→ **Exercise description**: Copy every one of the records below word for word, with no line left out or changed.

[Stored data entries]
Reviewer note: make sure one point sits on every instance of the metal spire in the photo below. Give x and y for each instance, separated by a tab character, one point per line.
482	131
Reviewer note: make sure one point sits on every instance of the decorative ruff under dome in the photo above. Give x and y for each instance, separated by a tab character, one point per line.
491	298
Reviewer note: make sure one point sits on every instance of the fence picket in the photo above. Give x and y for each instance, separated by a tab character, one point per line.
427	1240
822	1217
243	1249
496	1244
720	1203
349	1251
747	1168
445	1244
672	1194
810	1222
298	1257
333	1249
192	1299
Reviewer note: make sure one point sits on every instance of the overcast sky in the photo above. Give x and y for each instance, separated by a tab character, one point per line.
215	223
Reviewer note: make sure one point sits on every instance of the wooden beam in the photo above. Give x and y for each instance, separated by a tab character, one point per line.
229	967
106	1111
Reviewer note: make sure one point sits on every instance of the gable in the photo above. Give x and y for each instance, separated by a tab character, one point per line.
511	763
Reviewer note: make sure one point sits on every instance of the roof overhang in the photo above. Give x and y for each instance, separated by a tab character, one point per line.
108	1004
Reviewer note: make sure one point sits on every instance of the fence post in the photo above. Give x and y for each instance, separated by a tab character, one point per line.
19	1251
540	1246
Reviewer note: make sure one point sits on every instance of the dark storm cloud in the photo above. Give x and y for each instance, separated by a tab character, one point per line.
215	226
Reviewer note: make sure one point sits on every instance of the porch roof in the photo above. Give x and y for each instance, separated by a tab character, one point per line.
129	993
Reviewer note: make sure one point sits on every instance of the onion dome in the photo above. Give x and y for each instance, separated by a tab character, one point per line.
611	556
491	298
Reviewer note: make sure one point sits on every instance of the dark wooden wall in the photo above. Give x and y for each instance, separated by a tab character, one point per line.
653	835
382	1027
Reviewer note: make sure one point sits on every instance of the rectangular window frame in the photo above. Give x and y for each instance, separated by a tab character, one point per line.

→ **Finished answer**:
Reviewer note: make sure one point sits on every instance of the metal spire in the photo below. Give x and y for each instance, separated by a tab character, one point per line.
482	131
Reviewer note: make sure one point sits on every instance of the decorative ruff under dome in the photo above. Give x and y for each instance, separated by a tab character, one point per line.
491	298
Reviewer note: make sure one point sits on every instance of the fence picket in the photo above. Give x and y for each instance, separated by a tab character, one point per line.
427	1240
822	1217
243	1249
496	1244
720	1203
349	1251
747	1168
445	1244
672	1194
810	1222
298	1257
333	1249
192	1299
Reviewer note: make sure one point sits on every instance of the overcast sky in the photo above. Give x and y for each instance, separated by a tab character, one point per line.
215	223
Reviewer note: make sure one point sits on every instance of the wooden beam in the photo above. Give x and y for each instance, separated by a tab character, one point per line.
229	967
106	1111
Reviewer note: make sure one point sits on every instance of the gable in the photo above. Give x and y for each instance, separated by a tab character, one point per line.
511	763
Reviewer note: make sure one point sits on every instance of the roof overhang in the photo above. Give x and y for each instance, separated by a tab character, one point per line.
108	1004
Reviewer note: make sure one point sits on every instance of the fence post in the photo above. Give x and y for each instance, separated by a tab character, one point per line.
19	1251
540	1246
Reviewer note: make sure one point sits on every instance of the dark storm cloud in the photo above. Give x and y for each instance, separated by a tab character, one point per line.
215	226
Reviewer note: make sure one point sits on every instance of the porch roof in the photo above. Give x and y for each instance, separated by a tab character, one point per line.
129	993
Reviewer note: make sure one point sits on every instance of the onion dome in the photo above. Give x and y for each instance, separated by a tab character, one point per line.
611	556
491	298
Reviewer note: make sure one point sits on every instance of the dark wooden wall in the photo above. Give x and y for each instance, separated by a tab character, one point per line.
653	835
382	1027
Reviewer note: make sure one point sits on every instance of the rectangular window frame in the photo above. Give x and y for each instance, separated by a tab character, one point per line.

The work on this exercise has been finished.